▸ Instructions for the task: Could you copy the lines of the data below verbatim, from the line with "Outline every instance of the **frog's eye**." through the last line of the data, including both ends?
* Begin Stored data *
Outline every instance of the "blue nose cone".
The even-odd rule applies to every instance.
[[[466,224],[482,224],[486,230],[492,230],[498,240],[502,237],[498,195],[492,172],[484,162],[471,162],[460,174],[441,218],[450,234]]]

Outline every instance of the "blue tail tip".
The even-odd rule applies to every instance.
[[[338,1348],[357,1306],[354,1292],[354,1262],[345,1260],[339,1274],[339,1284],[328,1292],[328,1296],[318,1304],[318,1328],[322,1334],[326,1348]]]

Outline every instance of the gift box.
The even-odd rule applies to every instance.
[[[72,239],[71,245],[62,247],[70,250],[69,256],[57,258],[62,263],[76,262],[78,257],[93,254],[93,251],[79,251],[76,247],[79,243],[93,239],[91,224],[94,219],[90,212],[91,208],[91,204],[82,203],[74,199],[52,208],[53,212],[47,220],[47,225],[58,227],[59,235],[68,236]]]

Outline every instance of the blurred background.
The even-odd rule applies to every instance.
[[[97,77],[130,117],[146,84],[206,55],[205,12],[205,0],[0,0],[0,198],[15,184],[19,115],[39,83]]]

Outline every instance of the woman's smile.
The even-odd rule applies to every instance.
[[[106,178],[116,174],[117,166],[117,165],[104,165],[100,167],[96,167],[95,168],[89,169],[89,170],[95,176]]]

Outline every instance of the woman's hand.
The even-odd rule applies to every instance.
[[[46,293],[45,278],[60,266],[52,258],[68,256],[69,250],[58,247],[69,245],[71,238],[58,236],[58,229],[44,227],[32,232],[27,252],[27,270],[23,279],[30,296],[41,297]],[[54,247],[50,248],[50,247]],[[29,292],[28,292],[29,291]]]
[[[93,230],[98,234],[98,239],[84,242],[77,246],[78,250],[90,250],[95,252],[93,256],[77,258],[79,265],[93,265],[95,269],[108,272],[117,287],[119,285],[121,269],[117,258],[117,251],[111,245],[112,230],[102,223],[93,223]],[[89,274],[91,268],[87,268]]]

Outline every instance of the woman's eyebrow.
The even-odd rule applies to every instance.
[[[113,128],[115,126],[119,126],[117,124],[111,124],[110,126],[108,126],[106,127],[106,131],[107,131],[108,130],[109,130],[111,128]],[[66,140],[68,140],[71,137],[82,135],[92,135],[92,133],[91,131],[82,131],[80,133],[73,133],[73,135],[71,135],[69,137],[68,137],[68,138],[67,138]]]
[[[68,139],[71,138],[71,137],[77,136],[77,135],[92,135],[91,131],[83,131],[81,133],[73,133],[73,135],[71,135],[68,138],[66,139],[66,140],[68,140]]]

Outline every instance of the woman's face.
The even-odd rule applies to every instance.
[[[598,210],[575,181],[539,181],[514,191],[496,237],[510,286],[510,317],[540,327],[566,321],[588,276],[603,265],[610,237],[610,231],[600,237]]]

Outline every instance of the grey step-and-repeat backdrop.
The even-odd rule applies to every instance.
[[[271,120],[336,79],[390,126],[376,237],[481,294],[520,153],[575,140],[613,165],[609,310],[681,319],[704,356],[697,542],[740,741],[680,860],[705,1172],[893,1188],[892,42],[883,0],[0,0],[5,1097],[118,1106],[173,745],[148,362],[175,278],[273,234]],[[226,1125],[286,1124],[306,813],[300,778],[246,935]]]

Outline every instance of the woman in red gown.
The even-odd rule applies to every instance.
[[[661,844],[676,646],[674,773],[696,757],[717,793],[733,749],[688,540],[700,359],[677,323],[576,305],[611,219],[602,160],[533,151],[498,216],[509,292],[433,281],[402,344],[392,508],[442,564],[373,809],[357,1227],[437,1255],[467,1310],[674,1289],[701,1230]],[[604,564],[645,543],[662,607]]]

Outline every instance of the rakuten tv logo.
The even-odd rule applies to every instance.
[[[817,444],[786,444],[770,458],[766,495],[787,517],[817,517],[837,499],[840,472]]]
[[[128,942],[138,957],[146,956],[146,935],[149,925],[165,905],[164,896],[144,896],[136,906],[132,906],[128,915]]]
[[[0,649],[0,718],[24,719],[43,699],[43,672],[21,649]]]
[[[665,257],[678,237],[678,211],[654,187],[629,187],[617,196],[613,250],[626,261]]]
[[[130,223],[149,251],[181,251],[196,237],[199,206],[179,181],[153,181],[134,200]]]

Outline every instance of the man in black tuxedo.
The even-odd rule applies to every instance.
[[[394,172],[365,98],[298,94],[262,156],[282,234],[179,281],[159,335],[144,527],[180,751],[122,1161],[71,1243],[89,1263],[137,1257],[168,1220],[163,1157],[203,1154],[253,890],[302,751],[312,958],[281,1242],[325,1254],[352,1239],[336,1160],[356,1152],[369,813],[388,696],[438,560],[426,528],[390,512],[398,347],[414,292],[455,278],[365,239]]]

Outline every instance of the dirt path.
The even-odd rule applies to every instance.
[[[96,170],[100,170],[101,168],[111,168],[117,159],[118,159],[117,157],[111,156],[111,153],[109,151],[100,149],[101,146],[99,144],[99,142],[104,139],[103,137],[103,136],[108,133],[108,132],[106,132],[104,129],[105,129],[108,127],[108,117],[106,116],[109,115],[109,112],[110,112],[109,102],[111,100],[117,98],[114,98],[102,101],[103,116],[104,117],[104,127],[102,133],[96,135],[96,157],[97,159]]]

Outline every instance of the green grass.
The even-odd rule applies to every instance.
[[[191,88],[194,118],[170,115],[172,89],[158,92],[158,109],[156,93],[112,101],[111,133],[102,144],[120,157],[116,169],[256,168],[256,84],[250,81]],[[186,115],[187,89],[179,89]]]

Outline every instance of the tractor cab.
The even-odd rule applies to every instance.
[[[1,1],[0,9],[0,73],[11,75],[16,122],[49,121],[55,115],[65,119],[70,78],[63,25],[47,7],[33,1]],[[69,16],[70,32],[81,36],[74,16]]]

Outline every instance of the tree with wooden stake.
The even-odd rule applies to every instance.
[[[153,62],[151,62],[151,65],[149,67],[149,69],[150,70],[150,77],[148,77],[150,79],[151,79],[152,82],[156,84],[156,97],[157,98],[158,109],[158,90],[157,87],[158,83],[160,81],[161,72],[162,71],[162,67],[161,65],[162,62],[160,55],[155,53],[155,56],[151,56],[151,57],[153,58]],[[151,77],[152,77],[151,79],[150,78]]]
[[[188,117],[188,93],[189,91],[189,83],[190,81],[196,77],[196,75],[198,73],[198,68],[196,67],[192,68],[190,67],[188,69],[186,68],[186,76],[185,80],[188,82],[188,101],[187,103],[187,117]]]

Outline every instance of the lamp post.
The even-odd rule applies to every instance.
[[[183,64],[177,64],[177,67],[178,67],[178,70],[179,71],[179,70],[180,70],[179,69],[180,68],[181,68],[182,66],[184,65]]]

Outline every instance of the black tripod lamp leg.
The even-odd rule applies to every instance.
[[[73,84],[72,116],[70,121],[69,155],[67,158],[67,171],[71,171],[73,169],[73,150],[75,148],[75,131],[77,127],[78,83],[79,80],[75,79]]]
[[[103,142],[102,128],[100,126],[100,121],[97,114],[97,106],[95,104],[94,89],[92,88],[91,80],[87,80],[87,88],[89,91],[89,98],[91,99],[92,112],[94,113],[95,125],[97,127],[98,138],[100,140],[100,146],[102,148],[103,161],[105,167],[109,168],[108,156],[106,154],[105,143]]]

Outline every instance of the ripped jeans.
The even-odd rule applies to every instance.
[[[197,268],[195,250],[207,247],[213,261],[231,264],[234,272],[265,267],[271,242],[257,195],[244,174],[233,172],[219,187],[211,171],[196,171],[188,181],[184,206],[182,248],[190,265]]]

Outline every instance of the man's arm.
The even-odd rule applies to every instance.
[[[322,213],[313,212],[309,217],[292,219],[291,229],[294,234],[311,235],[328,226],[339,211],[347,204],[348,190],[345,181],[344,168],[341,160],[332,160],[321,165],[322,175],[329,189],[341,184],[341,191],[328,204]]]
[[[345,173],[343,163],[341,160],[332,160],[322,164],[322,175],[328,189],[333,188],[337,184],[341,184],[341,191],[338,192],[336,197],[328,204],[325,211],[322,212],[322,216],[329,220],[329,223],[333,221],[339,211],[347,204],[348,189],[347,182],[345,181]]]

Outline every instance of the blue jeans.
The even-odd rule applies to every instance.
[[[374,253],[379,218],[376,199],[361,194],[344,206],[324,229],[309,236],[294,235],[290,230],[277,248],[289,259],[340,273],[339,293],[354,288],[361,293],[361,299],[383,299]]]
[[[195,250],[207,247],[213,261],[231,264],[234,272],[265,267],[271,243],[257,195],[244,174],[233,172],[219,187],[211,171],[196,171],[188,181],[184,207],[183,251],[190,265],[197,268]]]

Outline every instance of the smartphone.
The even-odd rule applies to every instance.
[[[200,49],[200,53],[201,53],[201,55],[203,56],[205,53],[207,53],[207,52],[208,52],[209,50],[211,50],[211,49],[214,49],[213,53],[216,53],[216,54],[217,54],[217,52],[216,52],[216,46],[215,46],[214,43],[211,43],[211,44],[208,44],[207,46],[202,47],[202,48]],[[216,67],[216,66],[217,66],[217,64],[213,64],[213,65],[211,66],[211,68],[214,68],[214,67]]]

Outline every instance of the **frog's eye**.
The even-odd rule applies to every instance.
* End Stored data *
▸ The reply:
Outline every instance of the **frog's eye**.
The even-odd rule applies to every instance.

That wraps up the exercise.